WORK TO COMPLETE. In the Evsey Domar biography below, rewrite the paragraph that begins "Evsey Domar was president of the Association for Comparative Economics" as a short list, keeping its main facts.

TEXT SECTION.
= Beginning of Section =
- Born: April 16, 1914 Łódź, Russian Empire (now Poland)
- Died: April 1, 1997 (aged 82) Concord, Massachusetts, U.S.

Academic background
- Alma mater: University of California, Los Angeles University of Michigan Harvard University
- Doctoral advisor: Alvin Hansen
- Influences: John Maynard Keynes, John A. Hobson

Academic work
- Discipline: Political economy
- School or tradition: Post-Keynesian economics
- Doctoral students: Robert Eisner Robert Fogel Laura Tyson
- Notable ideas: Harrod–Domar model

= Evsey Domar =

Russian-American economist (1914–1997)

Evsey David Domar (Евсей Давидович Домашевицкий, Domashevitsky; April 16, 1914 – April 1, 1997) was a Russian-American economist, famous as developer of the Harrod–Domar model.

== Life ==
Evsey Domar was born on April 16, 1914, in the Polish city of Łódź, which was part of the Russian Empire at that time. He grew up in Manchuria, living in Dairen and Harbin where he attended the State Faculty of Law studying economics, before emigrating to the United States in 1936.

He received a Bachelor of Arts from UCLA in 1939, a Master of Science from the University of Michigan in 1940, a Master of Science from Harvard University in 1943, and a doctorate from Harvard in 1947.

In 1946 Evsey Domar married Carola Rosenthal. The couple had two daughters.

He was a professor at the Carnegie Institute of Technology, The University of Chicago, the Johns Hopkins University and then at the Massachusetts Institute of Technology from 1957 until the end of his career.

Evsey Domar was president of the Association for Comparative Economics and a member of several other academic organizations including the American Academy of Arts and Sciences, the Econometric Society, and the Center for Advanced Study in the Behavioral Sciences. He was on the executive committee of the American Economic Association from 1962 until 1965, and became the organization's vice president in 1970. In 1965, he was the first recipient of the John R. Commons Award, given by the economics honor society Omicron Delta Epsilon.

He worked for the RAND Corporation, the Ford Foundation, the Brookings Institution, the National Science Foundation, the Battelle Memorial Institute, and the Institute for Defense Analysis.

Evsey Domar died on April 1, 1997, in the Emerson Hospital in Concord, Massachusetts 15 days before his 83rd birthday.
= End of Section =
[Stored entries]
= Beginning of Section =
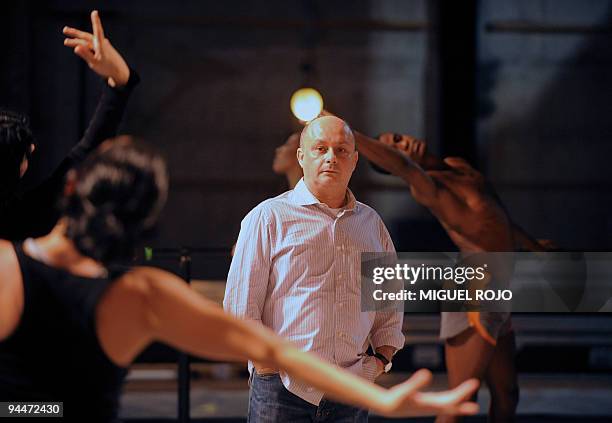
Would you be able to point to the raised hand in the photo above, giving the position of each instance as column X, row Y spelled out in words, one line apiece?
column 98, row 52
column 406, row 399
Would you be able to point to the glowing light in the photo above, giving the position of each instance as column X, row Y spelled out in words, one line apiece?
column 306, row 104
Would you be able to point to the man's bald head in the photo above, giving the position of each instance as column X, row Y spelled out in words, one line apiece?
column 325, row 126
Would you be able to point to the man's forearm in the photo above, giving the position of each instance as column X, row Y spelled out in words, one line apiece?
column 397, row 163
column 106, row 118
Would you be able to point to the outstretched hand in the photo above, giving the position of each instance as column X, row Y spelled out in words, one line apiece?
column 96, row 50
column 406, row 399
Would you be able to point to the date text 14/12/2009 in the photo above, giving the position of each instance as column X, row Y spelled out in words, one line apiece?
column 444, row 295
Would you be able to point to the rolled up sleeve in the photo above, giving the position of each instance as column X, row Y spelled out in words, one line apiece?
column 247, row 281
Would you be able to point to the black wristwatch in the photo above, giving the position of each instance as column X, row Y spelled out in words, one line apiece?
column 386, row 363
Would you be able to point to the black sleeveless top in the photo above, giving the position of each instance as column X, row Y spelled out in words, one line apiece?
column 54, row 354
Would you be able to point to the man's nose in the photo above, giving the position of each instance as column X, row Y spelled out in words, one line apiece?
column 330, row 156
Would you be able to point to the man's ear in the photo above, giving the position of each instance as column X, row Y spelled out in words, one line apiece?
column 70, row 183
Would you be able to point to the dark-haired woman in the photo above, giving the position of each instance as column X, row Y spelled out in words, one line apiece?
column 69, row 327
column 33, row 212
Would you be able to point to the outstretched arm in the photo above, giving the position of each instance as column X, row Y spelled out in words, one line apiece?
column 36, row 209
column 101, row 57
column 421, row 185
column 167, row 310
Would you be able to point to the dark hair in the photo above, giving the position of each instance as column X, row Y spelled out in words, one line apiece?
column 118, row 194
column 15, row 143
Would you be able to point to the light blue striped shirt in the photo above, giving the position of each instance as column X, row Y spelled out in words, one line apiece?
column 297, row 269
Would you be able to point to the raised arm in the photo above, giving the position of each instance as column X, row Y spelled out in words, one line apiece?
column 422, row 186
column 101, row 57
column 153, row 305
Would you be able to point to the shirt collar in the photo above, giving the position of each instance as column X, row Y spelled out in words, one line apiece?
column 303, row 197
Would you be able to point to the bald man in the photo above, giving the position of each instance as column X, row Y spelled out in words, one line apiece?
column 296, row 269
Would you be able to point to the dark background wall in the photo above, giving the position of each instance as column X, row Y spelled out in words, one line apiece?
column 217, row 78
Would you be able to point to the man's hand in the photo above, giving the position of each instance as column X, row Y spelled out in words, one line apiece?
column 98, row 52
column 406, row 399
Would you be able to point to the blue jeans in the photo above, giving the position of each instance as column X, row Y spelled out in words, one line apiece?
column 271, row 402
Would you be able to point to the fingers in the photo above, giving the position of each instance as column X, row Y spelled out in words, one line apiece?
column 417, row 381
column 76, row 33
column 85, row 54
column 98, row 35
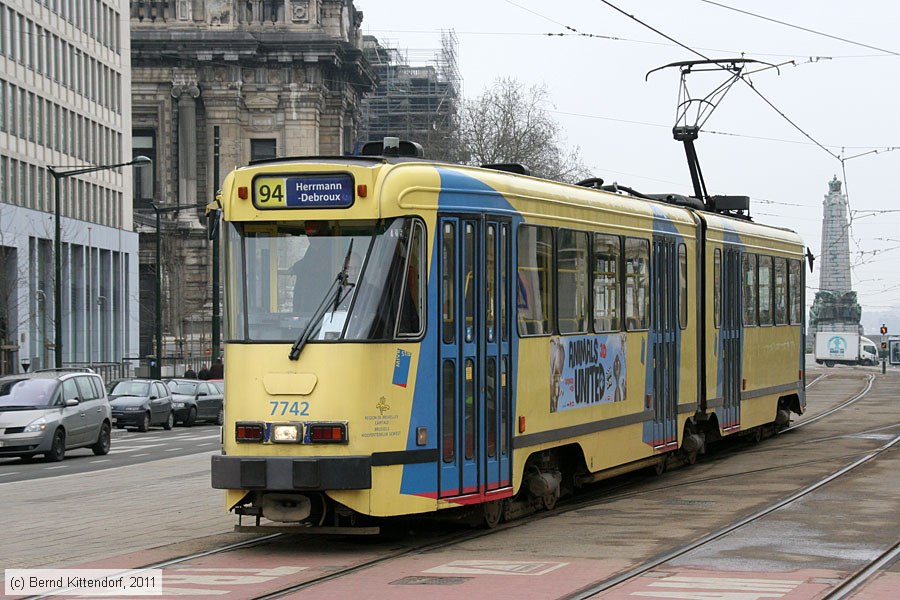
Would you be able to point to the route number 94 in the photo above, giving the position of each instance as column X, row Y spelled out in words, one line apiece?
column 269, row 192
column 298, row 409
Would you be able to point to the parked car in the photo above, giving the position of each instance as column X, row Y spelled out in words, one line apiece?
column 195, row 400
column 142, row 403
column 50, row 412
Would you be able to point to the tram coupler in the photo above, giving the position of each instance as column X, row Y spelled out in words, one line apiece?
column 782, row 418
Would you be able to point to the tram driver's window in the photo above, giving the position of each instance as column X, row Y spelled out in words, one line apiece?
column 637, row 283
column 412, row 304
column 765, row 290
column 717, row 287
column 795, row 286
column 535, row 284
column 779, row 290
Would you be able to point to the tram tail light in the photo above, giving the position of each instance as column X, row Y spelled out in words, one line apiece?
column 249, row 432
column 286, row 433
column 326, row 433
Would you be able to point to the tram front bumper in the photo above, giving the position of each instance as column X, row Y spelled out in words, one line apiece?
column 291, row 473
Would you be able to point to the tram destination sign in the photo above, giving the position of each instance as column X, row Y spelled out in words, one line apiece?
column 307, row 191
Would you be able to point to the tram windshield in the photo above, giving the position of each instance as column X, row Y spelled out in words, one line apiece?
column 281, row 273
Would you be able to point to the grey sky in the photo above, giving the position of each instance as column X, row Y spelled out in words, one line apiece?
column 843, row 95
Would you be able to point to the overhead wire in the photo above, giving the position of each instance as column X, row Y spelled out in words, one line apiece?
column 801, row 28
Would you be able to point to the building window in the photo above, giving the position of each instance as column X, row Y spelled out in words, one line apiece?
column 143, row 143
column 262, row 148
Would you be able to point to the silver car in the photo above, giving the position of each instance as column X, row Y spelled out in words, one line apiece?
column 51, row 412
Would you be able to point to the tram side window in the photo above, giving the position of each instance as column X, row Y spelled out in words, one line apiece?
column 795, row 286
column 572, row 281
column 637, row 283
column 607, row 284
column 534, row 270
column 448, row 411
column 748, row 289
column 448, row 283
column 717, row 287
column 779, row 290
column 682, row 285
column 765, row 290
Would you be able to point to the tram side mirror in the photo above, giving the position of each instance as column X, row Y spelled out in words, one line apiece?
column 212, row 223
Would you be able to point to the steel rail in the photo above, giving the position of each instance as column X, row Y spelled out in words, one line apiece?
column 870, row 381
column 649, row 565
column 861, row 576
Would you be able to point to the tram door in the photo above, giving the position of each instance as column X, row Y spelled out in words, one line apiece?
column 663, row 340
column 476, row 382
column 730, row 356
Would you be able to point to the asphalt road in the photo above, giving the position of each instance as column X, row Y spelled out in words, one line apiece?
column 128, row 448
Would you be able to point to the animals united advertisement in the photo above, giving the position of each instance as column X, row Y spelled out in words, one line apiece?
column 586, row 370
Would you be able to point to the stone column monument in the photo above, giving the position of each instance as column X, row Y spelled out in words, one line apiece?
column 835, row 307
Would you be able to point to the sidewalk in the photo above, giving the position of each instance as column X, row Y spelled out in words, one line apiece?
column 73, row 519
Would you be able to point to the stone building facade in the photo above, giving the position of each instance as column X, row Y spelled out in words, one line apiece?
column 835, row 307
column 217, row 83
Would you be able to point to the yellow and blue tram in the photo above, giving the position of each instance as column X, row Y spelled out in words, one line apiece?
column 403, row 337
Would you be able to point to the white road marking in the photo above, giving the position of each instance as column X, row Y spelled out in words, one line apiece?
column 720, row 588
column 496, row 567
= End of Section =
WRITTEN REPLY.
- President of the Association for Comparative Economics
- Member of the American Academy of Arts and Sciences, the Econometric Society, and the Center for Advanced Study in the Behavioral Sciences, among other academic groups
- On the executive committee of the American Economic Association from 1962 to 1965; its vice president in 1970
- First recipient of the John R. Commons Award from Omicron Delta Epsilon, the economics honor society, in 1965